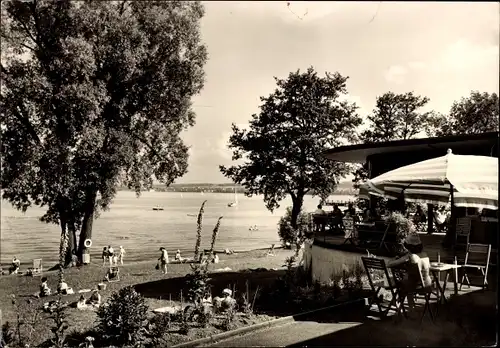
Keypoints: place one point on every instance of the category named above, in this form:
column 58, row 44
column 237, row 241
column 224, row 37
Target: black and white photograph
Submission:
column 249, row 173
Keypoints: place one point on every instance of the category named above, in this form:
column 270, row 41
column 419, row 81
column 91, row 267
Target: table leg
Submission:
column 455, row 281
column 441, row 296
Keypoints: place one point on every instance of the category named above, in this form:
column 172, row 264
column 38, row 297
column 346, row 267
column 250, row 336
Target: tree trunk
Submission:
column 430, row 218
column 88, row 220
column 63, row 246
column 296, row 208
column 71, row 246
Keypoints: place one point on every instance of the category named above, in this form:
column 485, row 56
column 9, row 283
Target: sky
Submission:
column 442, row 50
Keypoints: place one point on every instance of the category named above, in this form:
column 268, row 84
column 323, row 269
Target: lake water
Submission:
column 132, row 223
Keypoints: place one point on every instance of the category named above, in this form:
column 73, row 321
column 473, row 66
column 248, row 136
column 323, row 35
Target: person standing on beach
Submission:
column 15, row 265
column 111, row 255
column 163, row 260
column 121, row 254
column 104, row 255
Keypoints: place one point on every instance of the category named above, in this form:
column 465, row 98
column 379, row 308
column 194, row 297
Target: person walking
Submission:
column 163, row 260
column 121, row 254
column 104, row 255
column 111, row 255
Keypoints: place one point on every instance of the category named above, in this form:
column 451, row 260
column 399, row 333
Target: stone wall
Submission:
column 327, row 264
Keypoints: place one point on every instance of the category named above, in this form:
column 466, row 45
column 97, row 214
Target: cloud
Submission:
column 222, row 143
column 292, row 10
column 460, row 56
column 463, row 54
column 396, row 74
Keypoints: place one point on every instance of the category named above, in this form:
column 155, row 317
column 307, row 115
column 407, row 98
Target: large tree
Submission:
column 477, row 113
column 282, row 149
column 395, row 117
column 94, row 94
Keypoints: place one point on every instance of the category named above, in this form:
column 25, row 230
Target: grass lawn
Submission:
column 152, row 284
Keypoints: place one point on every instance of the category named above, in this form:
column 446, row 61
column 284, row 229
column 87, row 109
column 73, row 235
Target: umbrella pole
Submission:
column 453, row 218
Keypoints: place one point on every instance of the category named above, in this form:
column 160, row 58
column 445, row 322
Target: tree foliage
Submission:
column 283, row 147
column 477, row 113
column 94, row 94
column 395, row 117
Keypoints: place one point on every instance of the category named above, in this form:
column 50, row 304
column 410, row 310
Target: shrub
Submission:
column 403, row 225
column 58, row 316
column 197, row 283
column 228, row 319
column 290, row 235
column 158, row 326
column 27, row 318
column 123, row 316
column 8, row 335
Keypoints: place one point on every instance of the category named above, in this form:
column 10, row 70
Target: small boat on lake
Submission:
column 235, row 202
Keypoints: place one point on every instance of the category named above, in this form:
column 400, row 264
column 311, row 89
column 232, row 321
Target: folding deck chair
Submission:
column 113, row 274
column 463, row 235
column 482, row 263
column 376, row 264
column 37, row 268
column 349, row 230
column 407, row 271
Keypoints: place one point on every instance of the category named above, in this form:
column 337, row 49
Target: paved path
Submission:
column 285, row 335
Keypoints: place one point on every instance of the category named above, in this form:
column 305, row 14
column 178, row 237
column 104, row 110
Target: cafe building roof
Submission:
column 384, row 156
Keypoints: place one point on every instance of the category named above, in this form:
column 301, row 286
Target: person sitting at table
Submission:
column 337, row 217
column 351, row 211
column 419, row 217
column 440, row 218
column 411, row 252
column 319, row 217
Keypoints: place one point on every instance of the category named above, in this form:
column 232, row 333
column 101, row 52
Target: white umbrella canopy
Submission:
column 474, row 180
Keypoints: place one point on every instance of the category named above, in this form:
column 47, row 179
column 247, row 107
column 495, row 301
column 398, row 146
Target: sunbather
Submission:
column 163, row 260
column 44, row 288
column 95, row 298
column 81, row 304
column 64, row 289
column 14, row 268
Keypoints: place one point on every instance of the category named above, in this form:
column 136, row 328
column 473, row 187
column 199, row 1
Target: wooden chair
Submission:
column 481, row 263
column 376, row 264
column 412, row 271
column 463, row 234
column 113, row 274
column 37, row 268
column 349, row 230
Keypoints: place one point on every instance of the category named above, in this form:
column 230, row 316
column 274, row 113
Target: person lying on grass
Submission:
column 95, row 298
column 64, row 289
column 163, row 260
column 44, row 288
column 111, row 274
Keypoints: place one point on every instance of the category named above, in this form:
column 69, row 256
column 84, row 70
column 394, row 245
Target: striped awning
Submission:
column 474, row 180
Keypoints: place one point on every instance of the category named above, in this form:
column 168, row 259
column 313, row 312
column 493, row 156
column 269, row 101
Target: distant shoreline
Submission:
column 344, row 188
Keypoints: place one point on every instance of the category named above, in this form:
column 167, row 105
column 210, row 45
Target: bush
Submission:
column 158, row 326
column 403, row 225
column 58, row 316
column 123, row 316
column 289, row 235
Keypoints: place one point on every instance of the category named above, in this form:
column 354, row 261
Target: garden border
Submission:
column 256, row 327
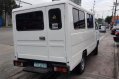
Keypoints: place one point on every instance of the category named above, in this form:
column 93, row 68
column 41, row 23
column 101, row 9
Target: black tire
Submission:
column 95, row 52
column 81, row 67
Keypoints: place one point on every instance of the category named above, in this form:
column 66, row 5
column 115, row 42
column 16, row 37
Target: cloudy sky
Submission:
column 103, row 8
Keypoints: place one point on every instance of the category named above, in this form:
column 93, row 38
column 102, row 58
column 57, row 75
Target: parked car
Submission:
column 102, row 28
column 113, row 30
column 56, row 36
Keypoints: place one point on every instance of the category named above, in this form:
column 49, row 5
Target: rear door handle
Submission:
column 42, row 38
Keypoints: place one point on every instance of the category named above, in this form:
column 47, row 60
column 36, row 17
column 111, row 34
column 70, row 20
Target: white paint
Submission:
column 64, row 45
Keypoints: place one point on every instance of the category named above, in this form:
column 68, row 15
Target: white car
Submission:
column 55, row 36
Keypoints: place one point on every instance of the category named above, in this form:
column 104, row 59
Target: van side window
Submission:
column 78, row 19
column 90, row 23
column 30, row 21
column 55, row 22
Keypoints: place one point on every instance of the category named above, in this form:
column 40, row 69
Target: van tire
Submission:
column 95, row 52
column 81, row 67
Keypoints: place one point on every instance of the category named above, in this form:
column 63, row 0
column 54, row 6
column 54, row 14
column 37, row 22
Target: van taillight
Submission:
column 17, row 63
column 60, row 69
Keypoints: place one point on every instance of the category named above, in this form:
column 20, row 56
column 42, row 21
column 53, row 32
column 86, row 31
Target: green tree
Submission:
column 108, row 19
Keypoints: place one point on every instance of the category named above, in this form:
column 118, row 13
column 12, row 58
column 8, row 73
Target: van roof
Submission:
column 48, row 4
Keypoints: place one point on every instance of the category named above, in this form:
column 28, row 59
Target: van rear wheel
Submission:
column 81, row 67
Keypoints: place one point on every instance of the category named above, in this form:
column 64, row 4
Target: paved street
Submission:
column 97, row 67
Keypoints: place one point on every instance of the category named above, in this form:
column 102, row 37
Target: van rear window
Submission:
column 55, row 19
column 30, row 21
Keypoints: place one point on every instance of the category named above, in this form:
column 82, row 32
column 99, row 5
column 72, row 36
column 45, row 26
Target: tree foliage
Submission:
column 108, row 19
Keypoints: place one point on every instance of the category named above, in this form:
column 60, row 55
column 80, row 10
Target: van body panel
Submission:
column 52, row 48
column 56, row 38
column 52, row 44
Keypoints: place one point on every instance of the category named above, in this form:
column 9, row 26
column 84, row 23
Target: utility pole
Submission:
column 94, row 7
column 115, row 10
column 112, row 11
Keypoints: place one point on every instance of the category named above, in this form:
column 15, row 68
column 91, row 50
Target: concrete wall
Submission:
column 75, row 1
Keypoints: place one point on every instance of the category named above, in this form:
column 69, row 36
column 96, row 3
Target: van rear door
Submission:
column 31, row 34
column 56, row 33
column 40, row 34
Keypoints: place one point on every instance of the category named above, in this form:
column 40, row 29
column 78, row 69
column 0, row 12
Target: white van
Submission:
column 56, row 36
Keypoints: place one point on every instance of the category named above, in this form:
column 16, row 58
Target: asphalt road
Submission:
column 97, row 67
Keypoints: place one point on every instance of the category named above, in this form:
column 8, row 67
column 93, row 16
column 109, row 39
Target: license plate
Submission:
column 41, row 65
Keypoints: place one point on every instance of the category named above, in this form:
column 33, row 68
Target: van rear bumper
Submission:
column 51, row 66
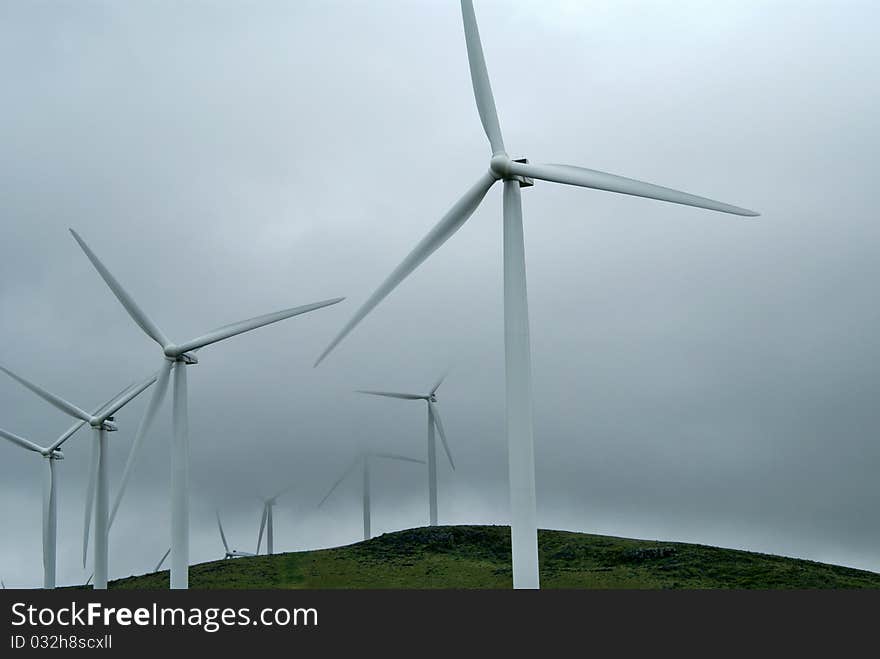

— TASK GOAL —
Copy the data verbatim, from its first line through the line containing "column 442, row 50". Leave the pictures out.

— ANSWER TO THE PROBLEM —
Keypoints: place one point on every instance of the category named above, in this form:
column 58, row 44
column 237, row 241
column 224, row 37
Target: black and white photograph
Submission:
column 249, row 173
Keypoints: place one point on every instance of the category named above, in this form:
column 270, row 41
column 419, row 81
column 91, row 267
Target: table leg
Submission:
column 455, row 281
column 441, row 296
Keypoints: place one point on every instance of the category named above, in this form:
column 172, row 264
column 38, row 297
column 346, row 267
column 250, row 336
Target: tree trunk
Submission:
column 430, row 218
column 88, row 220
column 63, row 246
column 296, row 208
column 71, row 246
Keypoints: place one point on every instance of the category named above, in this form:
column 485, row 56
column 9, row 283
Target: sky
Submission:
column 442, row 50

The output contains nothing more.